§ WRITTEN TASK
Report, copied in full, every row below that contains the word "pane". Treat uppercase and lowercase letters as different.

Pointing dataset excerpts
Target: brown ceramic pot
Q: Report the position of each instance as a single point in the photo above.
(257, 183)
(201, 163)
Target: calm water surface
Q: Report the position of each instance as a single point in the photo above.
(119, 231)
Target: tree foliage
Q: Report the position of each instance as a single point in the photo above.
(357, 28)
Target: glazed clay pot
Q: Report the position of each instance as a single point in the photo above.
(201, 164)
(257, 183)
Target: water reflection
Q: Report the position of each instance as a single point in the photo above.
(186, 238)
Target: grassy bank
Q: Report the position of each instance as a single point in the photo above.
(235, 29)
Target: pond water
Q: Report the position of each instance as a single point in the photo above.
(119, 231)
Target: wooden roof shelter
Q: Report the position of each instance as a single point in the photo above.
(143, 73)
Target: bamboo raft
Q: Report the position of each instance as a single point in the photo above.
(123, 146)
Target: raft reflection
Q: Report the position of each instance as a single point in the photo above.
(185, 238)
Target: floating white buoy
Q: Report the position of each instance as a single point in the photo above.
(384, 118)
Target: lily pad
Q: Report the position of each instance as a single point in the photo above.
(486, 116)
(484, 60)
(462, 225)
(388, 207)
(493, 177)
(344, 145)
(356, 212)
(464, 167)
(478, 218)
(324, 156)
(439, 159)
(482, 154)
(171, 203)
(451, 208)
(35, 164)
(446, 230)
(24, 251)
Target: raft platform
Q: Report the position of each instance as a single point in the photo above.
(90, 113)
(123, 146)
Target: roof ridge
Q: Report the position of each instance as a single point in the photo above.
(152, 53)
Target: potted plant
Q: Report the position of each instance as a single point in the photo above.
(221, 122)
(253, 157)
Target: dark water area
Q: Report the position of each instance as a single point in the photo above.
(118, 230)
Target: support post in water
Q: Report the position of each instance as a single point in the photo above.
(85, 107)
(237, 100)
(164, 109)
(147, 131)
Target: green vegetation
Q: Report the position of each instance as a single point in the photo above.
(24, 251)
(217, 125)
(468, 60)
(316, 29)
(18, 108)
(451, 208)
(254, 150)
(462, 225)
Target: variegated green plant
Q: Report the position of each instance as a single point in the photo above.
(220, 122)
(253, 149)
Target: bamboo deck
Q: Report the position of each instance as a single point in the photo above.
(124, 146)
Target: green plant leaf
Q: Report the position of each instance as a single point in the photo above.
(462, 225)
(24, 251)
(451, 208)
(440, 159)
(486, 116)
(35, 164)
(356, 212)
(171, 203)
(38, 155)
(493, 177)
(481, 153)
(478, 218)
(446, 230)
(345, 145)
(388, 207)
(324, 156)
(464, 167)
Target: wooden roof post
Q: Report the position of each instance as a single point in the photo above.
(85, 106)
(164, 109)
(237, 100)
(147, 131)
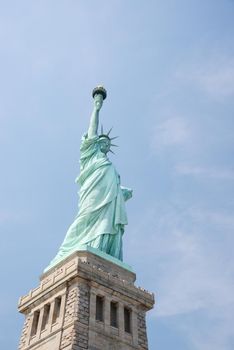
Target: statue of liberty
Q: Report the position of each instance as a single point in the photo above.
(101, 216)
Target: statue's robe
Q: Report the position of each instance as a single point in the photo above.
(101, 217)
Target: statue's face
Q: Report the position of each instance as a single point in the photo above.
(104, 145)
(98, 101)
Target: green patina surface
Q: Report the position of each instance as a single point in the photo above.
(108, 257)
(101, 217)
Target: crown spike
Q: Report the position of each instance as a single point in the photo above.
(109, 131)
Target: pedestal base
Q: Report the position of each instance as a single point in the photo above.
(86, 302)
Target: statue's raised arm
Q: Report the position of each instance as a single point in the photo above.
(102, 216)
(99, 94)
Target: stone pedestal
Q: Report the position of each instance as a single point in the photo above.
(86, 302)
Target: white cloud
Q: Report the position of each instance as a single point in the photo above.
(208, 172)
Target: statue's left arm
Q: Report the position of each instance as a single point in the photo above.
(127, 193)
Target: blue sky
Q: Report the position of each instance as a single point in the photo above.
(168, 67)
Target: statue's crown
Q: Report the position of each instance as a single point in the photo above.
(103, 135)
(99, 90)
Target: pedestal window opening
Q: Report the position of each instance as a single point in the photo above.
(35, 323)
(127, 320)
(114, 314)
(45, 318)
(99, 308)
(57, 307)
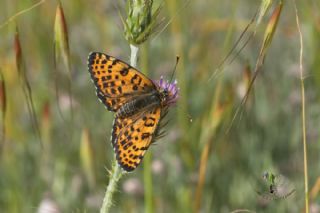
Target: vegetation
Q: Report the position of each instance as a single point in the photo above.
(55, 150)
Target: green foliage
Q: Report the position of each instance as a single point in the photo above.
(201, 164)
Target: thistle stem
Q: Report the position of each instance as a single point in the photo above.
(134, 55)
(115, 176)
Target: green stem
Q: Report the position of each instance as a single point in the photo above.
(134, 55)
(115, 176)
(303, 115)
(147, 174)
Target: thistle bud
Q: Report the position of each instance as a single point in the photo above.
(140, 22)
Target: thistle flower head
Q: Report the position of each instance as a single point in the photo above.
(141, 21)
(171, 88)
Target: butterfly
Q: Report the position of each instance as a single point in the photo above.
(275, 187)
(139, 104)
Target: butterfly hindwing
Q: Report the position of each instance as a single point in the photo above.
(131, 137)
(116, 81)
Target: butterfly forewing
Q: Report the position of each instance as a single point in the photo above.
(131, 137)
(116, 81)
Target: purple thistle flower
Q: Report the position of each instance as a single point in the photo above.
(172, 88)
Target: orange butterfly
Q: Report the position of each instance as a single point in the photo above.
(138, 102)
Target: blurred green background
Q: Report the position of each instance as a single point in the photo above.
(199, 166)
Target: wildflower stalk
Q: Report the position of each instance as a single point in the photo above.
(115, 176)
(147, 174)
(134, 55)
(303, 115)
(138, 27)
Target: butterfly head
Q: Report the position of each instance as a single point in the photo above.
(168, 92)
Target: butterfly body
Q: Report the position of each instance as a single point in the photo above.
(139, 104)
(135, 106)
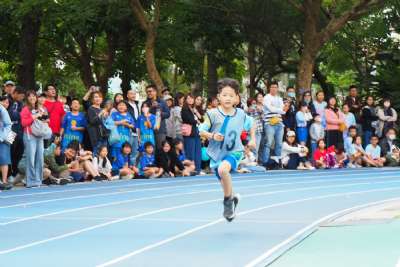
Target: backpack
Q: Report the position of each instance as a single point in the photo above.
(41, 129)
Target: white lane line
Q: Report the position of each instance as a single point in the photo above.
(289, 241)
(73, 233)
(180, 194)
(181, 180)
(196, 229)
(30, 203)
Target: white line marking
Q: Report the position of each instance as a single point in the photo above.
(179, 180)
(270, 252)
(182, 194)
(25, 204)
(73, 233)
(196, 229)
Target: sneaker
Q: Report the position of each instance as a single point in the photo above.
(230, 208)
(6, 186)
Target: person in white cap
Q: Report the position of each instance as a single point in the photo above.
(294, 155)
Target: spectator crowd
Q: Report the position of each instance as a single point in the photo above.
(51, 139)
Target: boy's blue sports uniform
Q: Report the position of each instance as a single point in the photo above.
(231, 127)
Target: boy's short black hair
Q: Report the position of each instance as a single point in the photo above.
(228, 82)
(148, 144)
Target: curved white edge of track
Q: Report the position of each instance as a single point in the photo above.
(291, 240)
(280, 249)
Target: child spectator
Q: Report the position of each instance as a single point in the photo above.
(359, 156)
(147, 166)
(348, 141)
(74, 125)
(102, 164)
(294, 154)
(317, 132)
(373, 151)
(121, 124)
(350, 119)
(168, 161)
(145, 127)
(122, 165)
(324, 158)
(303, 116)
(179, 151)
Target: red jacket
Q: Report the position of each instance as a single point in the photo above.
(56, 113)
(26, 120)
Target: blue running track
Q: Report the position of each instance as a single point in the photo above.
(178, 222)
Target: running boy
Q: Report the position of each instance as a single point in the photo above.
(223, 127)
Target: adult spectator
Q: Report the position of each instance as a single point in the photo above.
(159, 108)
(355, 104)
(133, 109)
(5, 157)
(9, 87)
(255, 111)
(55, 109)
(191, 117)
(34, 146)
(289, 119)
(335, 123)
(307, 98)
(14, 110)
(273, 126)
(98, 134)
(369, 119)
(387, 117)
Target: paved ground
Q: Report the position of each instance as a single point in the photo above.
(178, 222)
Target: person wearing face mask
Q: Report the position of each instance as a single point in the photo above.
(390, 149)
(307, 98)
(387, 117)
...
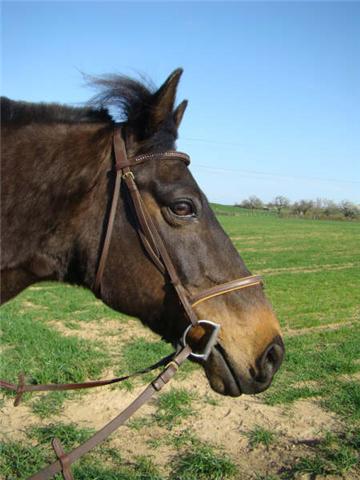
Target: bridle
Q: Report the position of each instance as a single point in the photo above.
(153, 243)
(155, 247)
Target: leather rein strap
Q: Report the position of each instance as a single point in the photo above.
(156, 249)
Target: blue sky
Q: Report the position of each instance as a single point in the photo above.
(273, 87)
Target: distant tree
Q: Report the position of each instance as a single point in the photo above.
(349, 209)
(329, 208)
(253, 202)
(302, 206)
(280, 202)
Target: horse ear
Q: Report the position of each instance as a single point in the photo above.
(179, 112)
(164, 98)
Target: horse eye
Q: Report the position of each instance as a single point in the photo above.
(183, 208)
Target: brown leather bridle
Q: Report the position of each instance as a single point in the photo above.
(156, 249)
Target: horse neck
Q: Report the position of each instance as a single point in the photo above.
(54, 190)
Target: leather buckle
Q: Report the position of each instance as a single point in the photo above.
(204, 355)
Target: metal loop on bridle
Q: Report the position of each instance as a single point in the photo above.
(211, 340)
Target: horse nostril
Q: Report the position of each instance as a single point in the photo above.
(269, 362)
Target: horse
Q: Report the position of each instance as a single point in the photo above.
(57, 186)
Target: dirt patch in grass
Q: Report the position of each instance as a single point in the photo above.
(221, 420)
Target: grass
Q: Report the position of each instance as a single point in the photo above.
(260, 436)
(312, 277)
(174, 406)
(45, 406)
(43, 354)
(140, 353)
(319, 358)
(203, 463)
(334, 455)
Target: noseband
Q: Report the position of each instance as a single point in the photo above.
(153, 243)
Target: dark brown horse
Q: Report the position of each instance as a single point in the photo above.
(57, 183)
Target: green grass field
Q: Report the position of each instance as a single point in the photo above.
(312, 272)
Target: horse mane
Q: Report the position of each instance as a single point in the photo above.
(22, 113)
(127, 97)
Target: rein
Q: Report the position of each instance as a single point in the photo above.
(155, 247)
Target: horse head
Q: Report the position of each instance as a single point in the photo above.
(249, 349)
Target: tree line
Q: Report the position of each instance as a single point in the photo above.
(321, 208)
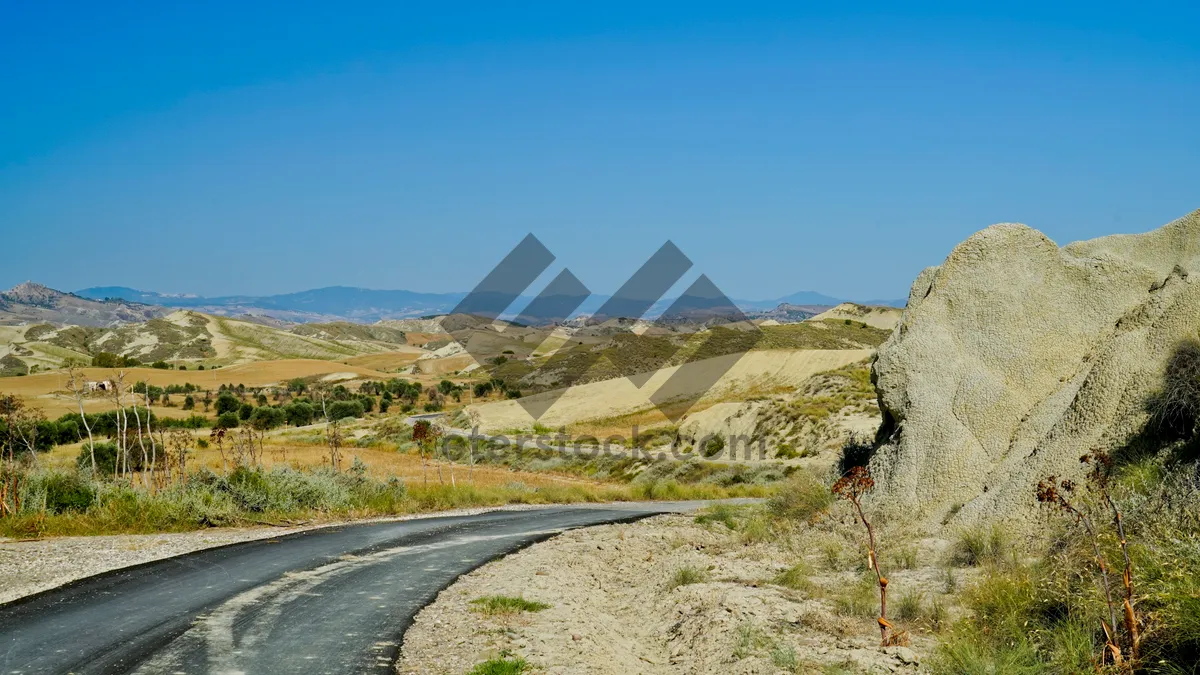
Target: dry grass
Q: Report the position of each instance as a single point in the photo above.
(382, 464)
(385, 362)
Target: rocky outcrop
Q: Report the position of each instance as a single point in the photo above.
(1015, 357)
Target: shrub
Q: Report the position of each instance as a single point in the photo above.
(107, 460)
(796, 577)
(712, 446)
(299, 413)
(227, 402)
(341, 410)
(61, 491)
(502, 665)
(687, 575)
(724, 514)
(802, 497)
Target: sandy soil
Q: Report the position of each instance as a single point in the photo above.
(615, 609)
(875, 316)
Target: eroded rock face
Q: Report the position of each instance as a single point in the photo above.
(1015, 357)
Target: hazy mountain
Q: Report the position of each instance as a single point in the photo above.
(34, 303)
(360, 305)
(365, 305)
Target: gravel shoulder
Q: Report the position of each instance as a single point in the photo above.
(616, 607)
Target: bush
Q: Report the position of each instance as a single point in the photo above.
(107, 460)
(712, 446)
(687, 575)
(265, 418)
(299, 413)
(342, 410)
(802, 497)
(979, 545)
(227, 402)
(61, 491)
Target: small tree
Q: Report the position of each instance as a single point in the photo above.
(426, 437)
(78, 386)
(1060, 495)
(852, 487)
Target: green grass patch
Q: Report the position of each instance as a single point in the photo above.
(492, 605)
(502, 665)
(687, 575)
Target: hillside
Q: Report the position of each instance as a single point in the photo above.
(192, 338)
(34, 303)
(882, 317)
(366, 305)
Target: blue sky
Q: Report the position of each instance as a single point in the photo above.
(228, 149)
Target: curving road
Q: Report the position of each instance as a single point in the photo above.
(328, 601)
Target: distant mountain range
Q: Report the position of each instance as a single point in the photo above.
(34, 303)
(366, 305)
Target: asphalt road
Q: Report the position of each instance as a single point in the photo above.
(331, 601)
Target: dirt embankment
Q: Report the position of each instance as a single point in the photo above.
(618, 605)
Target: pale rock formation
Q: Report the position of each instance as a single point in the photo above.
...
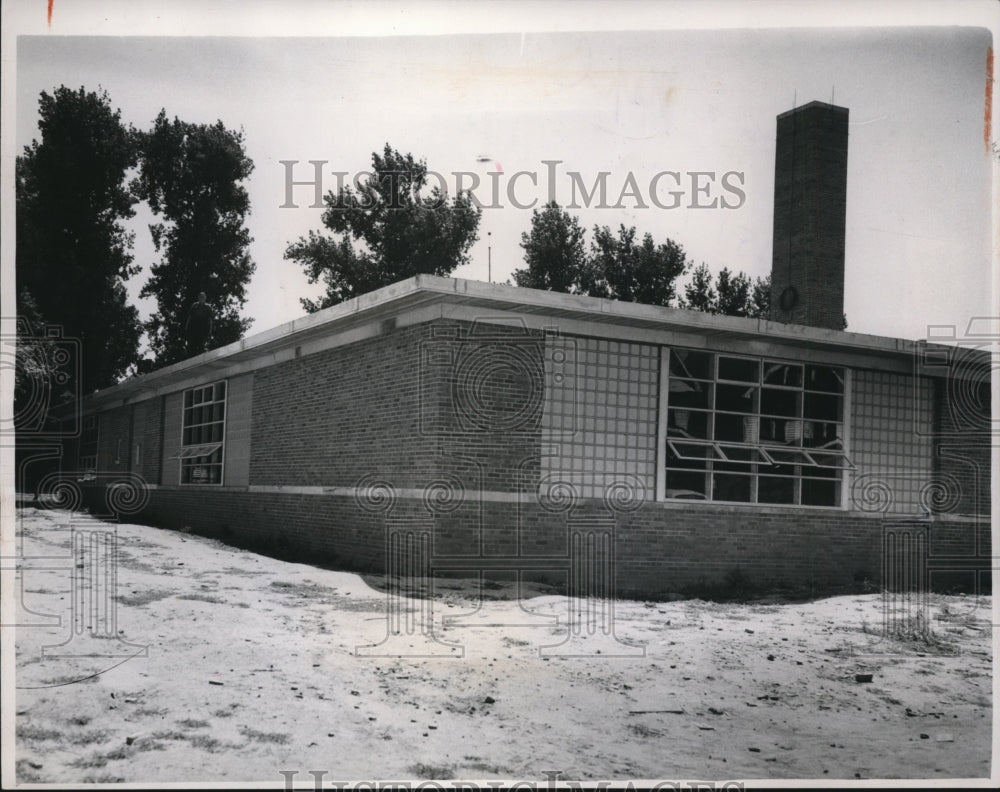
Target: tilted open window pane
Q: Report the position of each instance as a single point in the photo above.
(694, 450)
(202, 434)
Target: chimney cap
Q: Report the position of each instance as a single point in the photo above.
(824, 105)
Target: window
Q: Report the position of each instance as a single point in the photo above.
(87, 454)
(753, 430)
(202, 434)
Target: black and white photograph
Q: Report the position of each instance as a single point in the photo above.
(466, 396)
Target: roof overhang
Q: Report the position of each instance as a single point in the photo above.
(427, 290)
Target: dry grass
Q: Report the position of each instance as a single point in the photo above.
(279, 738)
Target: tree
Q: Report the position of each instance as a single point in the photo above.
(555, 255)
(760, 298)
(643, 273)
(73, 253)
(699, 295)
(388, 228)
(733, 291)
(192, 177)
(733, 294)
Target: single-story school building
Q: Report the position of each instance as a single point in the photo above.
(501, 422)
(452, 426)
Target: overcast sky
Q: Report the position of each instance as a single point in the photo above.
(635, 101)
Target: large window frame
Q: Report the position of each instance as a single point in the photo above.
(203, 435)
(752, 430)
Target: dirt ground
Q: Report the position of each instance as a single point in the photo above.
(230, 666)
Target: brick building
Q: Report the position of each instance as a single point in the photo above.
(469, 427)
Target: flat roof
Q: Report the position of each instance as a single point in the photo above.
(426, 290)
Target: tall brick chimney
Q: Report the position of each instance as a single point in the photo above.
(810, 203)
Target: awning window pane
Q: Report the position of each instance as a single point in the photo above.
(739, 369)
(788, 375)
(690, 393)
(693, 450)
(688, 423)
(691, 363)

§ RESULT OF THIS EXERCISE
Target: tilted open window pane
Target: awning window pane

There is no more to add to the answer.